_Text segment_
========

- Breed: Quarter Horse
- Discipline: Racing
- Sire: Three Bars (TB)
- Grandsire: Percentage (TB)
- Dam: Leo Pat
- Maternal grandsire: Leo
- Sex: Stallion
- Foaled: 1964
- Country: United States
- Color: Sorrel
- Breeder: Paul Curtner

Record
- 18 starts: 5-4-0 AAA speed rating

Earnings
- $1856.00

Honors
- American Quarter Horse Hall of Fame

= Zippo Pat Bars =

Quarter Horse show horse and sire

Zippo Pat Bars (1964–1988) was an American Quarter horse racehorse and showhorse who became an influential sire in the breed.

==Life==
Zippo Pat Bars was a son of the Thoroughbred stallion Three Bars out of a daughter of Leo named Leo Pat. He was a 1964 sorrel stallion bred by Paul Curtner. As a weanling, Curtner was offered $20,000.00 for the colt, which he turned down.

== Racing career ==
Zippo Pat Bars raced for two years, starting eighteen times. He won five races and placed second four times. He earned a Race Register of Merit with the American Quarter Horse Association (or AQHA) in 1966 with an AAA speed rating. He earned $1855.00 on the racetrack. He injured himself as a two-year-old, fracturing two vertebrae in a stall accident. The injury kept the horse out of the 1966 All American Futurity.

== Breeding record ==
After the end of Zippo Pat Bars's racing career, he retired to the breeding shed. He sired, among others, Zippo Pine Bar, Scarborough Fair, The Invester, and Mr Pondie Zip. His sons Zippo Pine Bar and The Invester were inducted into the American Quarter Horse Hall of Fame as well as the National Snaffle Bit Association Hall of Fame. His grandson Zippos Mr Good Bar also was inducted into the AQHA Hall of Fame in 2019. In 2000, Zippos Mr Good Bar was inducted as well into the National Snaffle Bit Association Hall of Fame

Zippo Pat Bars sired nine AQHA Champions, as well as sixteen Superior Western Pleasure Horses and four Superior Halter Horses. In 1996, Zippo Pat Bars was inducted into the NSBA Hall of Fame.

== Death and Honors ==
Zippo Pat Bars died May 1, 1988, due to heart problems. He was inducted into the AQHA Hall of Fame in 2002.

========

_Data segment_
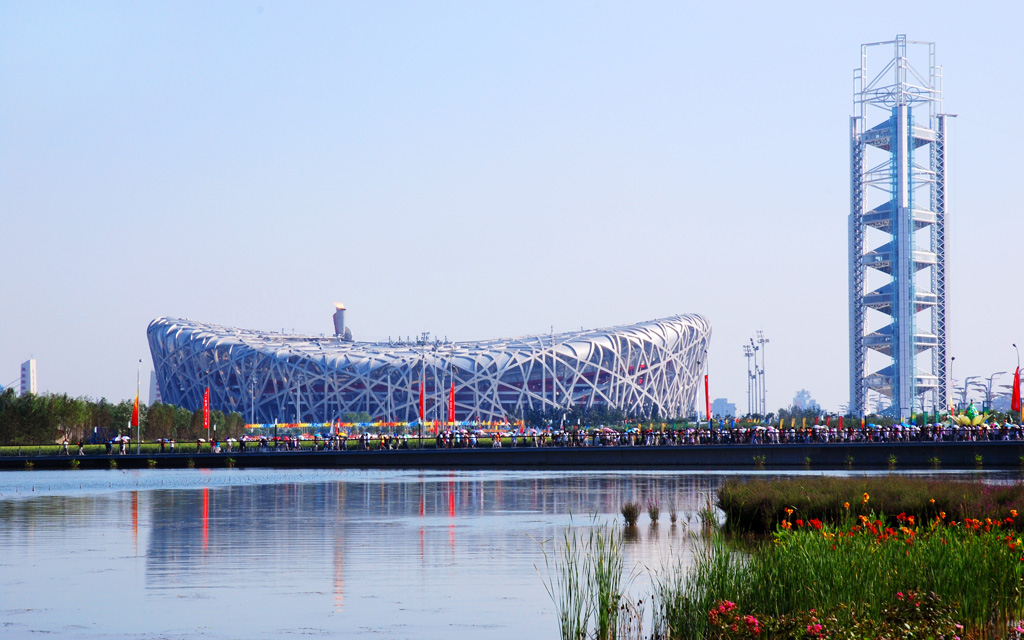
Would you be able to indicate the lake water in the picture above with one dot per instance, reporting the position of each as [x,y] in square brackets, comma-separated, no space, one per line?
[276,553]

========

_Directions_
(A) Duplicate the Zippo Pat Bars text word for word, everything from "Zippo Pat Bars sired" down to "Fame in 2002.".
(B) Name every horse that the Zippo Pat Bars text says he sired.

_Answers for the tasks_
(A)
Zippo Pat Bars sired nine AQHA Champions, as well as sixteen Superior Western Pleasure Horses and four Superior Halter Horses. In 1996, Zippo Pat Bars was inducted into the NSBA Hall of Fame.

== Death and Honors ==
Zippo Pat Bars died May 1, 1988, due to heart problems. He was inducted into the AQHA Hall of Fame in 2002.

(B) Zippo Pine Bar, Scarborough Fair, The Invester, Mr Pondie Zip